▶ _Do this_
Please check the buffet-reuse thread below: which items does lagom's kitchen keep after they have been on the buffet?

▶ _Source passage_
--- START ---
# Reusing food from a buffet line



## Luked1281 (Oct 19, 2017)

I currently work at a private school. As I recall once food reaches a buffet line it is dead and cannot be reused. Yet this is a common practice here. I've been having a difficult time finding if this is a violation or not.


----------



## Cdp (Aug 31, 2017)

ok,
yes your right once its out it is out you can't control what happened when the food is out there
someone put their finger in after they picked their nose or did someone put meth in it.

point being it is out of your control hence why it would be binned.

2nd of all you have to look at how long has it been on the buffett and then the cool down side reheating side this includes alot of vairbles
but you know what.... i reckon every chef has used somethig off the buffet once wether it is a fruit bowl or the jus
and yes i have done it not proud of it but i have done it.


----------



## nicko (Oct 5, 2001)

It really depends on the food matter right and how long it has been exposed. For example if you have bread that has been out I see no issue with preparing breadcrumbs from it. If you have say a cold chicken salad appetizer then the risk is too high so no. If it is baked potatoes I would keep them and use them in a soup or meatloaf myself. 

Can you be more specific about what type of food is being reused?

In my cooking history I once worked at a restaurant that served chips and salsa and the restaurant re-used the chips that were not eaten. Yuck.


----------



## lagom (Sep 5, 2012)

I’d like to add my two cents worth. Part of my business is cooking for for a private school, from scratch, for 1200 students and teachers grades 3 to 9. We cook everything thing at one school and transport about 1/2 down the street to a second facility. 

If it hits the buffet it go in the bin. Period. Kids and teachers self serve thus I have no idea( nor do I want to know) where their grubby little paws have been. This includes hot, cold,daily soup, bread, butter and other spreads. Only thing saved is oil and vinegar that are served from their bottles. To control waste is easy. We know how many are coming every day, and when. We don’t refill later in the day except for what we anticipate we will need and we cook in batches. Our waste is minimal of prepared food. 

Food that goes to the second serving area down the street is resuplied half way through service so waste is controlled there also. 
Unused,unserved Food that has never left the kitchen proper can be reused in salads, bread crumbs, sauce ect ect. 
We do this with 3 different main courses every day. After a while you should know how much of any given meal you serve you will need. The only thing that tosses a monkey wrench into the mix if we have a wide spread illness going through the school, say the flu, and we have massive absences. 

Hope that helps 
David


----------



## allanmcpherson (Apr 5, 2007)

nicko said:


> It really depends on the food matter right and how long it has been exposed. For example if you have bread that has been out I see no issue with preparing breadcrumbs from it. If you have say a cold chicken salad appetizer then the risk is too high so no. If it is baked potatoes I would keep them and use them in a soup or meatloaf myself.
> 
> Can you be more specific about what type of food is being reused?
> 
> In my cooking history I once worked at a restaurant that served chips and salsa and the restaurant re-used the chips that were not eaten. Yuck.
--- END ---
(Position identification records)
--- START ---
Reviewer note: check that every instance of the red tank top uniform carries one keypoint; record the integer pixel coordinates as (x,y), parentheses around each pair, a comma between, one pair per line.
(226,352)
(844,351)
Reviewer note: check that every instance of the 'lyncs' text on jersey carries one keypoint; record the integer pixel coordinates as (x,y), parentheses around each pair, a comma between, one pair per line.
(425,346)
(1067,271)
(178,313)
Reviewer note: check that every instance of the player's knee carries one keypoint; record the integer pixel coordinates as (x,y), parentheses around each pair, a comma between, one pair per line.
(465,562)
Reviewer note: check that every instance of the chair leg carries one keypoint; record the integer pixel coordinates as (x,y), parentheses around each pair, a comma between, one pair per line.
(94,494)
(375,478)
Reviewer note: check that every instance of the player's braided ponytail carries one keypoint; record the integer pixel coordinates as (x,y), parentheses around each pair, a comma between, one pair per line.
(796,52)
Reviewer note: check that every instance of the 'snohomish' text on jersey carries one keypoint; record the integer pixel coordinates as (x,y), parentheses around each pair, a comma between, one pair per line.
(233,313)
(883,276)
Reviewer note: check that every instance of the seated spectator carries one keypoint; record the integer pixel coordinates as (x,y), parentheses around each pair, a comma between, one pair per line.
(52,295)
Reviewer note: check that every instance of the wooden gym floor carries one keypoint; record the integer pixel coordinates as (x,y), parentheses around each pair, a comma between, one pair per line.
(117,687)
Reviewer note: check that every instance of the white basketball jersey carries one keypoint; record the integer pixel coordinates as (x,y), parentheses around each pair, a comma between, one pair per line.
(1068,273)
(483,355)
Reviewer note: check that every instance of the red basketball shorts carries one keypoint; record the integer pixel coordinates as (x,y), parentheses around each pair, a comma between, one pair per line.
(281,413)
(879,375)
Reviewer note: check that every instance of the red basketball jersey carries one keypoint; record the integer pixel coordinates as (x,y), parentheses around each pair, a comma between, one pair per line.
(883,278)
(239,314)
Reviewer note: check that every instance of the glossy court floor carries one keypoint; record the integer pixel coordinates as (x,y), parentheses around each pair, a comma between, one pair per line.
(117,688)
--- END ---
▶ _Task response_
Only the oil and vinegar served from their bottles.